DIRECTIONS:
Only the text of the records belongs in the answer, copied exactly and without pictures.

WORKING DATA:
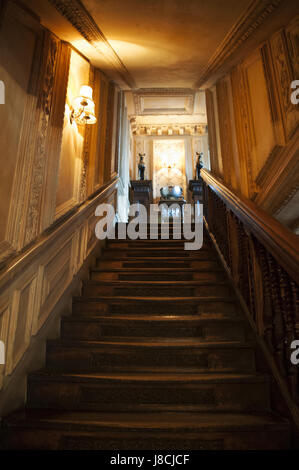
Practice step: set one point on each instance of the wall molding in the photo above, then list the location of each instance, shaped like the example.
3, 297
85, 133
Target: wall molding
33, 283
75, 12
255, 15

RESULT:
Practice step: set one point on each instance of the wall molding in the photo above, then list the location of each instance, shaped like the example.
3, 297
85, 133
Target: wall molding
33, 283
75, 12
255, 15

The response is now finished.